Datos mostrados:
-------------------------

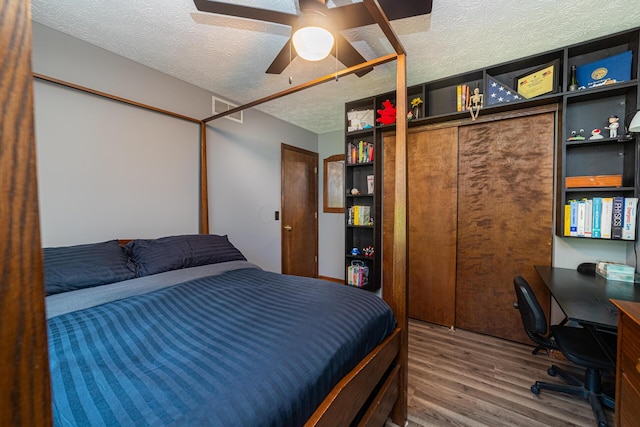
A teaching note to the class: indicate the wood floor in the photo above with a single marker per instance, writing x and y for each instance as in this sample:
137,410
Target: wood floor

-------------------------

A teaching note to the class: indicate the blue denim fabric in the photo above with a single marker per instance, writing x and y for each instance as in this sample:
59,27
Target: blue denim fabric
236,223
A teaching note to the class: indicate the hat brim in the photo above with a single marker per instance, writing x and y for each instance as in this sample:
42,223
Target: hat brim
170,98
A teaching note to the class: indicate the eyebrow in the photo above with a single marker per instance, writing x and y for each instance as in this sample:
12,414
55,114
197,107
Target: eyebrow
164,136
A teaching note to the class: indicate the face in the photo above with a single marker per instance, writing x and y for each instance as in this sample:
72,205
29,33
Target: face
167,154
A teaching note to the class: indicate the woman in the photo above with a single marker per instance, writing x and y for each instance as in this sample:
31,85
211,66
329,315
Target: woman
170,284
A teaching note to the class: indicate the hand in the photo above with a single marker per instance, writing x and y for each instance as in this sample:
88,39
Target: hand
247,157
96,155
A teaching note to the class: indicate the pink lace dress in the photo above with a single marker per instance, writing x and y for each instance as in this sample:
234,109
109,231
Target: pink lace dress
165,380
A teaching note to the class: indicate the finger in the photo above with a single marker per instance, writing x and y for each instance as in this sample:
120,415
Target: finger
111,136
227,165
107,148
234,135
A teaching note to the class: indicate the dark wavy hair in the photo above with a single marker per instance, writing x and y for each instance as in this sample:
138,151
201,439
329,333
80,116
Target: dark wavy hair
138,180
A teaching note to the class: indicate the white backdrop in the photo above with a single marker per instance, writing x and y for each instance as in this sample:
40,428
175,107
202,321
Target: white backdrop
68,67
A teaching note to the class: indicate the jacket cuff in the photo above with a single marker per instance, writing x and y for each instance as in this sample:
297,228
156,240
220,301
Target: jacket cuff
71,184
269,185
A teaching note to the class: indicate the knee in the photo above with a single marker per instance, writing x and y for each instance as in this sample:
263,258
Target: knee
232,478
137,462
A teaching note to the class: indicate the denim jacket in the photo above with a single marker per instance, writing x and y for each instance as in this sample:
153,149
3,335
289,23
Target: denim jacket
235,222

-------------------------

Tarea indicada:
Por favor, copia literalmente las líneas del listado que van desde la que contiene "A teaching note to the class: indicate the wood" hasta la que contiene "Target: wood floor", ambas incluidas.

Resultado final:
A teaching note to the class: indicate the wood floor in the photo above with a single marker per instance, writing x and y for each instance as in this sample:
137,410
Target: wood floor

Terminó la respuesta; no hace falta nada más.